Provided information
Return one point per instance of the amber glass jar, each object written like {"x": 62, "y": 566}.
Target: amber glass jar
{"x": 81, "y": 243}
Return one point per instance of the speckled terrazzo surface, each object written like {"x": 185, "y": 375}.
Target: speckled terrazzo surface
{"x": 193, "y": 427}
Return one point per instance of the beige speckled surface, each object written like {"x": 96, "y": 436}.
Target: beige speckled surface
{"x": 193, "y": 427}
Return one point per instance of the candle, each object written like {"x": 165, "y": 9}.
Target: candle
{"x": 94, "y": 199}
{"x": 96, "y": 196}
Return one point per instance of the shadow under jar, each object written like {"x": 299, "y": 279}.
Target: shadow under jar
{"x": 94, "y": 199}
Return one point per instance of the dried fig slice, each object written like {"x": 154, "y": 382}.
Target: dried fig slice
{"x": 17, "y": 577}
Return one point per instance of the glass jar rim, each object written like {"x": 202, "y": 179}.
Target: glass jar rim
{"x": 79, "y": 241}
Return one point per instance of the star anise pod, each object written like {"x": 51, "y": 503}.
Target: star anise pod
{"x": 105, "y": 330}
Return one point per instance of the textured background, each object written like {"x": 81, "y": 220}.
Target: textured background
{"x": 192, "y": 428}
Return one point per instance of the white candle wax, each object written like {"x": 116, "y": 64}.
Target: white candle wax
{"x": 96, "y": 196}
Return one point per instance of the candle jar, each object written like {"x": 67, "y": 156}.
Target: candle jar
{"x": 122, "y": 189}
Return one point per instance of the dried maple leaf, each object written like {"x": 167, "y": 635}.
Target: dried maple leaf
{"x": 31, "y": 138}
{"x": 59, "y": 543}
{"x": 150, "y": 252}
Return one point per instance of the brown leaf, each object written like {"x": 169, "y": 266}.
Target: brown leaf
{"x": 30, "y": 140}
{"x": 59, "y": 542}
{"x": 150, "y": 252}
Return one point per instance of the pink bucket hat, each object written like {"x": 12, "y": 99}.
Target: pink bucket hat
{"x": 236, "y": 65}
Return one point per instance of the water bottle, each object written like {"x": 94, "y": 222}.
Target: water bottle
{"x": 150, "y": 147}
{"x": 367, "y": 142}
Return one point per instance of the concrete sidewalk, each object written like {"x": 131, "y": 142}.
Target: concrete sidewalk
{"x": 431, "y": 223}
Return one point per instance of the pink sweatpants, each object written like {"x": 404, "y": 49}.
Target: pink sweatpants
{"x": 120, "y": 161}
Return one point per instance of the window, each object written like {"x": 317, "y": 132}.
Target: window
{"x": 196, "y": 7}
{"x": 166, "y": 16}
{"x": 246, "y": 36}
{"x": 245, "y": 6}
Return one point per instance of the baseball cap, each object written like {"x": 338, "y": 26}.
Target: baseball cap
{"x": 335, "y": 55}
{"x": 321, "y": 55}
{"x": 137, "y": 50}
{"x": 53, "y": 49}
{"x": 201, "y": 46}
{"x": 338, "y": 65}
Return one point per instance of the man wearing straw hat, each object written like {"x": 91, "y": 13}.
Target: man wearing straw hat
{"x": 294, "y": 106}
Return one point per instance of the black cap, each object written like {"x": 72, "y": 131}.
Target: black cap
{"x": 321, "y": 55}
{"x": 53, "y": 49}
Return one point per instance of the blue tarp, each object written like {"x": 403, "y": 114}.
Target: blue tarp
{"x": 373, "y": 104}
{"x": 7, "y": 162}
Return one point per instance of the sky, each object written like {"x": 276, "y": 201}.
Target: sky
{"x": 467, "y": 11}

Exercise
The entries above should be repeated exactly, every one of them.

Task response
Return one point per instance of the amber glass jar, each object written like {"x": 62, "y": 566}.
Target: amber glass jar
{"x": 81, "y": 243}
Return one point per instance of the speckled terrazzo surface, each object written like {"x": 185, "y": 375}.
Target: speckled terrazzo surface
{"x": 193, "y": 427}
Return one point per instance of the beige speckled surface, each object written like {"x": 96, "y": 436}.
Target: beige speckled surface
{"x": 193, "y": 427}
Return one point per instance of the candle, each object written like {"x": 165, "y": 9}.
Target: candle
{"x": 94, "y": 199}
{"x": 96, "y": 196}
Return one point per instance of the shadow under jar, each object written like {"x": 299, "y": 279}.
Target: shadow under jar
{"x": 94, "y": 199}
Return one point per instance of the dried fig slice, each object written like {"x": 154, "y": 382}.
Target: dried fig slice
{"x": 17, "y": 577}
Return one point per instance of the glass jar rim, each object written like {"x": 202, "y": 179}.
Target: glass jar rim
{"x": 79, "y": 241}
Return one point per instance of the star anise pod, each object written like {"x": 51, "y": 503}.
Target: star anise pod
{"x": 105, "y": 330}
Return one point per instance of the textured background, each object written like {"x": 81, "y": 220}.
Target: textured background
{"x": 192, "y": 428}
Return one point per instance of the white candle wax, each object written like {"x": 116, "y": 64}.
Target: white candle wax
{"x": 96, "y": 196}
Return one point per instance of the candle jar, each object written like {"x": 67, "y": 156}.
Target: candle jar
{"x": 122, "y": 189}
Return one point per instance of the dried maple leaf, each object written like {"x": 167, "y": 635}.
Target: dried maple leaf
{"x": 31, "y": 138}
{"x": 59, "y": 543}
{"x": 150, "y": 252}
Return one point per instance of the brown leaf, each object written like {"x": 169, "y": 266}.
Target: brown leaf
{"x": 30, "y": 140}
{"x": 59, "y": 542}
{"x": 150, "y": 252}
Return one point per instance of the pink bucket hat, each object written like {"x": 12, "y": 99}.
Target: pink bucket hat
{"x": 236, "y": 65}
Return one point per instance of the water bottle, each object written like {"x": 94, "y": 222}.
Target: water bottle
{"x": 150, "y": 147}
{"x": 367, "y": 142}
Return one point per instance of the concrete sidewalk, each object written like {"x": 131, "y": 142}.
Target: concrete sidewalk
{"x": 431, "y": 223}
Return one point per instance of the pink sweatpants, each object written like {"x": 404, "y": 49}.
Target: pink sweatpants
{"x": 120, "y": 161}
Return one point per instance of the window, each object written like {"x": 317, "y": 132}.
Target: window
{"x": 196, "y": 7}
{"x": 166, "y": 16}
{"x": 246, "y": 36}
{"x": 245, "y": 6}
Return one point per instance of the baseball cap, each object written like {"x": 338, "y": 26}.
Target: baseball cap
{"x": 335, "y": 55}
{"x": 321, "y": 55}
{"x": 137, "y": 50}
{"x": 53, "y": 49}
{"x": 201, "y": 46}
{"x": 338, "y": 65}
Return one point per instance of the man wearing straw hat, each object written like {"x": 91, "y": 13}.
Target: man wearing straw hat
{"x": 294, "y": 106}
Return one point per instance of the black cap, each object written like {"x": 72, "y": 131}.
Target: black cap
{"x": 321, "y": 55}
{"x": 53, "y": 49}
Return one point per instance of the blue tarp, each object written like {"x": 403, "y": 114}.
Target: blue tarp
{"x": 373, "y": 104}
{"x": 7, "y": 162}
Return one point per instance of the sky, each object written like {"x": 276, "y": 201}.
Target: sky
{"x": 467, "y": 11}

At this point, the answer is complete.